DÉFI A — Indiquez combien de lignes des enregistrements contiennent le mot "wooden", en tenant compte des majuscules et des minuscules. Donnez seulement ce nombre.

TEXTE SOURCE —

----

[09/11/2002] Eaux Vives

Participants
– Jo, en visite dans la ludothèque de Ludo le gars qui fait le choix de barboter dans la rivière,
– Julie, qui apprécie ce jeu d’évolution, surtout qu’au niveau reproduction, elle s’y connaît la bougresse 😉
– Ludo le gars, votre serviteur.

Déroulement de la partie
Cela faisait des lustres que nous n’avions pas joué à Eaux vives, l’un des jeux les plus attachants de ma ludothèque, par son environnement décalé, et terriblement réaliste, mais surtout par l’âge de ce jeu (17 ans !) qui en fait un précurseur méritoire des jeux de survie et d’évolution.

Je relis la règle à haute voix, afin que chacun découvre ou re-découvre les mécanismes de jeu : 4 phases successives par joueur et par tour, la consommation
(générant des déplacements, des déchets et
des morts), la reproduction, la colonisation et enfin la transformation
des matières organiques en sels minéraux.
Oui, on a fait du culturel, ce soir, Messieurs dames, on n’est pas là
pour plaisanter !.


Jérôme ajoute quelques bébettes jaunes dans le
lit du ruisseau…

Le début de partie est très
agréable et fluide finalement. En effet, l’idée préconçue
qu’avec un tel matériel et une thématique aussi présente
la jouabilité doit être difficile, est une pure bêtise
à Eaux vives. Dans ce jeu, on se fait plaisir en suivant la logique
implacable de l’écosystème : les végétaux
sont mangés par les consommateurs primaires, qui eux-mêmes
sont la proie des secondaires, etc…
Jérôme acroche très vite au thème et à
la mécanique et au bout de 3 ou 4 tours, ses pions jaunes sont
relativement bien implantés sur le plateau.

----

DONNÉES FOURNIES —
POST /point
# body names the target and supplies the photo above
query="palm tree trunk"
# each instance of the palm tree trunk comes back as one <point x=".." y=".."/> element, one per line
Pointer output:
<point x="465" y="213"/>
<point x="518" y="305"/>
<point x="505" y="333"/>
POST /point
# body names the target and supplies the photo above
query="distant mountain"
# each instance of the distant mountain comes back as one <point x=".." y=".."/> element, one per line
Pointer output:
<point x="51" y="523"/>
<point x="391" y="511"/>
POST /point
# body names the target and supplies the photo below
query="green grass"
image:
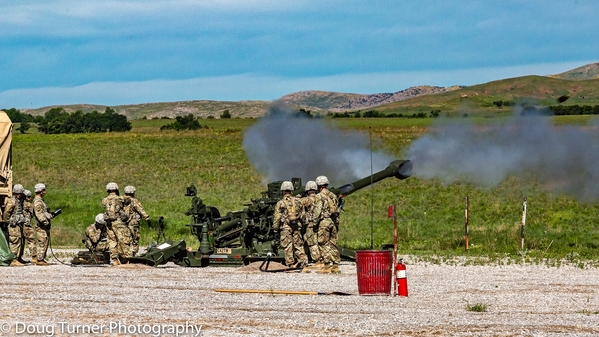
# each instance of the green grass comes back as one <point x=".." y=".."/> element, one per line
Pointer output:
<point x="161" y="164"/>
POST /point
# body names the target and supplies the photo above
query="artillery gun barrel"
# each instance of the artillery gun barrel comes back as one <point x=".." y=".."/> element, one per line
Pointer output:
<point x="401" y="169"/>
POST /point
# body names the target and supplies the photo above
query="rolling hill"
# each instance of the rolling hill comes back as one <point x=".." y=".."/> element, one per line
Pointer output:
<point x="581" y="83"/>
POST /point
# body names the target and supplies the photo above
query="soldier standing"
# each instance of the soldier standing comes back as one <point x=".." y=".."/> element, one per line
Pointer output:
<point x="28" y="231"/>
<point x="135" y="211"/>
<point x="311" y="222"/>
<point x="287" y="220"/>
<point x="118" y="234"/>
<point x="42" y="226"/>
<point x="13" y="214"/>
<point x="328" y="227"/>
<point x="96" y="236"/>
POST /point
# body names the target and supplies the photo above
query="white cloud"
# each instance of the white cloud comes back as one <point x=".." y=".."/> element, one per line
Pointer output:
<point x="258" y="87"/>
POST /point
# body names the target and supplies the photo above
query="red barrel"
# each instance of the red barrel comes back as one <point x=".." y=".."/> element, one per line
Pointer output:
<point x="374" y="271"/>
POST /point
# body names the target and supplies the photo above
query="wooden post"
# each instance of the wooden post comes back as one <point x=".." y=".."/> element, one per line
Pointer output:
<point x="466" y="225"/>
<point x="391" y="212"/>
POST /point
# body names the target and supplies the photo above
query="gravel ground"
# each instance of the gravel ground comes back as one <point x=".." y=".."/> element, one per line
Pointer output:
<point x="128" y="300"/>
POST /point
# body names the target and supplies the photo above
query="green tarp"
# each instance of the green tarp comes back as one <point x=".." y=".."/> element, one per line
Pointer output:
<point x="6" y="256"/>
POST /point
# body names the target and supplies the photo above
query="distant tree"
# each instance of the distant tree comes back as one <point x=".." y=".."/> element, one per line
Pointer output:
<point x="16" y="116"/>
<point x="24" y="127"/>
<point x="57" y="120"/>
<point x="188" y="122"/>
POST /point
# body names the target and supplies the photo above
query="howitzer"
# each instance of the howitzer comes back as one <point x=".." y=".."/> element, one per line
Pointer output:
<point x="246" y="235"/>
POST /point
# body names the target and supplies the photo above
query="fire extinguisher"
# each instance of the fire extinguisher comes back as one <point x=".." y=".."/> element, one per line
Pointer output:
<point x="401" y="278"/>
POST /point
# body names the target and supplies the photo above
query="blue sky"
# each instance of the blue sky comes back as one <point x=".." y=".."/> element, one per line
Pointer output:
<point x="127" y="52"/>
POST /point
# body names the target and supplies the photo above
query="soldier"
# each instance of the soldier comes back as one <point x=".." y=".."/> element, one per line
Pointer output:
<point x="287" y="220"/>
<point x="118" y="234"/>
<point x="311" y="224"/>
<point x="28" y="230"/>
<point x="135" y="211"/>
<point x="328" y="226"/>
<point x="42" y="226"/>
<point x="13" y="214"/>
<point x="96" y="236"/>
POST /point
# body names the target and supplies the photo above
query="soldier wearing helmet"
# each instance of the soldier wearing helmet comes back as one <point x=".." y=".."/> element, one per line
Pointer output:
<point x="135" y="211"/>
<point x="28" y="230"/>
<point x="96" y="236"/>
<point x="287" y="221"/>
<point x="118" y="233"/>
<point x="311" y="225"/>
<point x="13" y="215"/>
<point x="328" y="226"/>
<point x="42" y="226"/>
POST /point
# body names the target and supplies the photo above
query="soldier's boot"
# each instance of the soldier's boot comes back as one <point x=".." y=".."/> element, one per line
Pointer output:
<point x="16" y="263"/>
<point x="324" y="270"/>
<point x="317" y="265"/>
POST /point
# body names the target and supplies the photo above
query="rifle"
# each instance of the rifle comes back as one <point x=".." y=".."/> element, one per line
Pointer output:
<point x="161" y="226"/>
<point x="89" y="248"/>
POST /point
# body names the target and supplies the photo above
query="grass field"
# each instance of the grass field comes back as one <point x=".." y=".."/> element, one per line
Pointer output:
<point x="161" y="164"/>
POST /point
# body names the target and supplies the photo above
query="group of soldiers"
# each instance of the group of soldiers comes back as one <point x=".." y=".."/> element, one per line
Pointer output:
<point x="19" y="214"/>
<point x="117" y="229"/>
<point x="312" y="222"/>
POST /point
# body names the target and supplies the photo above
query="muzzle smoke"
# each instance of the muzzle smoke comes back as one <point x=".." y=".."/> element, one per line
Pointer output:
<point x="563" y="159"/>
<point x="282" y="145"/>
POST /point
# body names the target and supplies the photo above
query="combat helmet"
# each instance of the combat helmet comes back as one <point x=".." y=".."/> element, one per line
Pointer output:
<point x="287" y="186"/>
<point x="112" y="187"/>
<point x="18" y="189"/>
<point x="100" y="219"/>
<point x="39" y="187"/>
<point x="129" y="189"/>
<point x="311" y="186"/>
<point x="322" y="180"/>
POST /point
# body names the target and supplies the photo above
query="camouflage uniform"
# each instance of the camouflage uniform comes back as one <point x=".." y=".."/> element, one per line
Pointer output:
<point x="328" y="226"/>
<point x="311" y="225"/>
<point x="14" y="216"/>
<point x="118" y="233"/>
<point x="96" y="238"/>
<point x="136" y="212"/>
<point x="290" y="229"/>
<point x="28" y="230"/>
<point x="42" y="226"/>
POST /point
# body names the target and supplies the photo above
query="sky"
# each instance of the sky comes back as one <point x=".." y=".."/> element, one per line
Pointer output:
<point x="127" y="52"/>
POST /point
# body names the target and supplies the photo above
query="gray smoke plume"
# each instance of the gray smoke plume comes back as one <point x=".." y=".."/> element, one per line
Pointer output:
<point x="563" y="158"/>
<point x="284" y="144"/>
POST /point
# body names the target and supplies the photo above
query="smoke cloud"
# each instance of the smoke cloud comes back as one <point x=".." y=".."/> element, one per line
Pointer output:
<point x="564" y="159"/>
<point x="283" y="145"/>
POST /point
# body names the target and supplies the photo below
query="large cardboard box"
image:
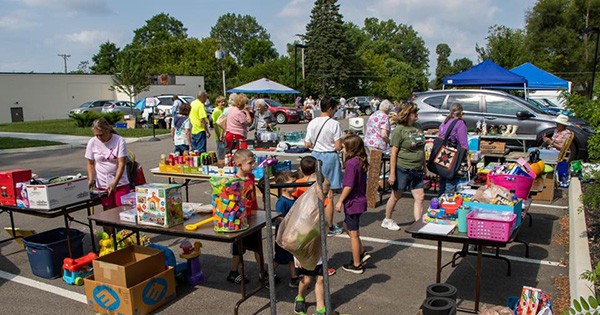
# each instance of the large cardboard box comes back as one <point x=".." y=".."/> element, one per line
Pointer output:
<point x="140" y="299"/>
<point x="129" y="266"/>
<point x="159" y="204"/>
<point x="51" y="196"/>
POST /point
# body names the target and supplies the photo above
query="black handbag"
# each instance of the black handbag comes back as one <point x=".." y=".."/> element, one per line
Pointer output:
<point x="445" y="160"/>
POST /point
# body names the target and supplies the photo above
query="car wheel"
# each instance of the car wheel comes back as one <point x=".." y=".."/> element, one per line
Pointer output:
<point x="281" y="118"/>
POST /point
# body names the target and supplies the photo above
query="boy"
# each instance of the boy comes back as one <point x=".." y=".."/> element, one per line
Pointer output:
<point x="244" y="160"/>
<point x="283" y="206"/>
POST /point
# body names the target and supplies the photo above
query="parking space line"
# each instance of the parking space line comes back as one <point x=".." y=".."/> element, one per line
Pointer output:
<point x="452" y="250"/>
<point x="43" y="286"/>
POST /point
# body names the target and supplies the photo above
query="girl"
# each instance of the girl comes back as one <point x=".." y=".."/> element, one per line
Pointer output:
<point x="354" y="199"/>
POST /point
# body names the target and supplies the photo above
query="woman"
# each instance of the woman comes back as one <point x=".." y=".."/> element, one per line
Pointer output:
<point x="238" y="120"/>
<point x="406" y="163"/>
<point x="377" y="135"/>
<point x="106" y="154"/>
<point x="458" y="137"/>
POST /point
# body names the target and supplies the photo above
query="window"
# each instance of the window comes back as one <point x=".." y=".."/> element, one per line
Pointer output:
<point x="435" y="101"/>
<point x="501" y="105"/>
<point x="470" y="102"/>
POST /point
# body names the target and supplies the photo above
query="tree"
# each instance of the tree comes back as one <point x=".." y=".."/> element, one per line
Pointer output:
<point x="233" y="31"/>
<point x="106" y="58"/>
<point x="443" y="67"/>
<point x="327" y="56"/>
<point x="504" y="46"/>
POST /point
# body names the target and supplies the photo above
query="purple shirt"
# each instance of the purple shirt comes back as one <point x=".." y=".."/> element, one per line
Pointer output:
<point x="458" y="133"/>
<point x="356" y="178"/>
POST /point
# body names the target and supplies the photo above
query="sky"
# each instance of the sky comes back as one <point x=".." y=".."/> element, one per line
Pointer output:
<point x="34" y="32"/>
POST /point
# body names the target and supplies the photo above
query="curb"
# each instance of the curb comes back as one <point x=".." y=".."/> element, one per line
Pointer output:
<point x="579" y="251"/>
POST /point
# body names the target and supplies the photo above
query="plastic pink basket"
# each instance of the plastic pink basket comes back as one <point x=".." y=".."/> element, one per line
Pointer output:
<point x="488" y="228"/>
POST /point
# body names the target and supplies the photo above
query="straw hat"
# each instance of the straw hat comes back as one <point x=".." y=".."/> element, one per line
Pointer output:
<point x="562" y="119"/>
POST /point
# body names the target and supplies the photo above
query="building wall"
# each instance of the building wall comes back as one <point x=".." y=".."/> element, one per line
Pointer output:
<point x="51" y="96"/>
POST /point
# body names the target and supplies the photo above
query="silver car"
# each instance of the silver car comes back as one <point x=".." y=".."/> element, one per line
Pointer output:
<point x="125" y="107"/>
<point x="496" y="108"/>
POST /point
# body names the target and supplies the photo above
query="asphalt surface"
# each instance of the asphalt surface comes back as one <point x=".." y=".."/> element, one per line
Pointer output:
<point x="394" y="282"/>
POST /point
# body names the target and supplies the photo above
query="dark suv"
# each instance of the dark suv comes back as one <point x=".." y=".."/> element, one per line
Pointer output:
<point x="496" y="108"/>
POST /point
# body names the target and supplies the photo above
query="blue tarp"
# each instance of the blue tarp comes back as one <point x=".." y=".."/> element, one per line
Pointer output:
<point x="486" y="73"/>
<point x="538" y="79"/>
<point x="263" y="86"/>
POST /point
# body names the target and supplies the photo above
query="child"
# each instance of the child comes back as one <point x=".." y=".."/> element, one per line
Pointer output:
<point x="306" y="279"/>
<point x="283" y="206"/>
<point x="244" y="160"/>
<point x="354" y="199"/>
<point x="181" y="130"/>
<point x="219" y="131"/>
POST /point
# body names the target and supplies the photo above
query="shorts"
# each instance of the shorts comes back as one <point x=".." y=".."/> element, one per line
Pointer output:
<point x="352" y="221"/>
<point x="251" y="242"/>
<point x="408" y="178"/>
<point x="311" y="273"/>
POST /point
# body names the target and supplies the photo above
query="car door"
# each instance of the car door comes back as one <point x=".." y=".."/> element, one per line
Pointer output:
<point x="502" y="110"/>
<point x="472" y="107"/>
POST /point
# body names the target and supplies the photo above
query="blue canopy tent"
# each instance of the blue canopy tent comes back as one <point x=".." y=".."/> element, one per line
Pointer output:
<point x="486" y="74"/>
<point x="263" y="86"/>
<point x="538" y="79"/>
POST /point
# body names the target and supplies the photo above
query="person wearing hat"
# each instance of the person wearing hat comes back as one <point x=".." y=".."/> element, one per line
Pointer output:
<point x="561" y="134"/>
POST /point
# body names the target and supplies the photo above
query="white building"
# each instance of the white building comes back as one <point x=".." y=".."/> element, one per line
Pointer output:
<point x="35" y="96"/>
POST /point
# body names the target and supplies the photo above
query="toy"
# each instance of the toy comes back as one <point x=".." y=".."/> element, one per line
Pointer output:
<point x="74" y="270"/>
<point x="192" y="253"/>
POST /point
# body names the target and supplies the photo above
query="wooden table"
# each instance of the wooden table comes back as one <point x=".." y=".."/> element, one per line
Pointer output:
<point x="206" y="232"/>
<point x="64" y="211"/>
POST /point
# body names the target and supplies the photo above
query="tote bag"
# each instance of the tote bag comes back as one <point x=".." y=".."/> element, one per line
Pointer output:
<point x="445" y="160"/>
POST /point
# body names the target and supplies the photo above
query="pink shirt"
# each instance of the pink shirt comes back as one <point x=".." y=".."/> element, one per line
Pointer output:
<point x="105" y="157"/>
<point x="236" y="122"/>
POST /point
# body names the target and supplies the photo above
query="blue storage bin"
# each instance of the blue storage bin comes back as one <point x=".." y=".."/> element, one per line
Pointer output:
<point x="47" y="250"/>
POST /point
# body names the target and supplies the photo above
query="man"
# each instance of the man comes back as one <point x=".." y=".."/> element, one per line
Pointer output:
<point x="200" y="124"/>
<point x="263" y="118"/>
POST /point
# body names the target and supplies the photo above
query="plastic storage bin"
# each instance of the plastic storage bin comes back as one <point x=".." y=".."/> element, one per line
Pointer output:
<point x="47" y="250"/>
<point x="488" y="226"/>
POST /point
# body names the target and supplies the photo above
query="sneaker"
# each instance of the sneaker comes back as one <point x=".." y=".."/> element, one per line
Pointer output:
<point x="335" y="230"/>
<point x="364" y="257"/>
<point x="354" y="269"/>
<point x="390" y="225"/>
<point x="294" y="282"/>
<point x="236" y="277"/>
<point x="299" y="306"/>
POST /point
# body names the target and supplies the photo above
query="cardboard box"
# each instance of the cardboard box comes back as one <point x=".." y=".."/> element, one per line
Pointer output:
<point x="159" y="204"/>
<point x="492" y="147"/>
<point x="129" y="266"/>
<point x="141" y="299"/>
<point x="8" y="185"/>
<point x="56" y="195"/>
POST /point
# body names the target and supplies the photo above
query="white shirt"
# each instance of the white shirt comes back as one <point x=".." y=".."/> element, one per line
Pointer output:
<point x="331" y="133"/>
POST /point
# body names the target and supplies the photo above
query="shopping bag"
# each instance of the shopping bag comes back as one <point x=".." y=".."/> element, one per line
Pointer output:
<point x="299" y="232"/>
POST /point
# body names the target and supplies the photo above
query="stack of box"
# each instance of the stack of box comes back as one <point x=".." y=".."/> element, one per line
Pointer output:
<point x="133" y="280"/>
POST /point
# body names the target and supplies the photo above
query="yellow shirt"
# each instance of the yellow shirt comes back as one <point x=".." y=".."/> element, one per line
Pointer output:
<point x="197" y="114"/>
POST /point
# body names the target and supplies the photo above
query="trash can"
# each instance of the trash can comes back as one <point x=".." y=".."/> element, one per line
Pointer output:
<point x="47" y="250"/>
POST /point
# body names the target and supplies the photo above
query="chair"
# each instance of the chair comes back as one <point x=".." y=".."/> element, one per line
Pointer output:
<point x="357" y="125"/>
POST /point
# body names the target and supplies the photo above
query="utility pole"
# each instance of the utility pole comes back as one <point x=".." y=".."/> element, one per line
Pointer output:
<point x="64" y="57"/>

----

DÉFI B —
Répondez à ces questions à l'aide du texte source :
(i) Quel âge le jeu Eaux vives a-t-il ?
(ii) Combien de phases chaque joueur fait-il à chaque tour ?
(iii) Après combien de tours les pions jaunes de Jérôme sont-ils relativement bien implantés sur le plateau ?

RÉPONSE ATTENDUE A — 4

RÉPONSE ATTENDUE B —
(i) 17 ans.
(ii) 4 phases.
(iii) 3 ou 4 tours.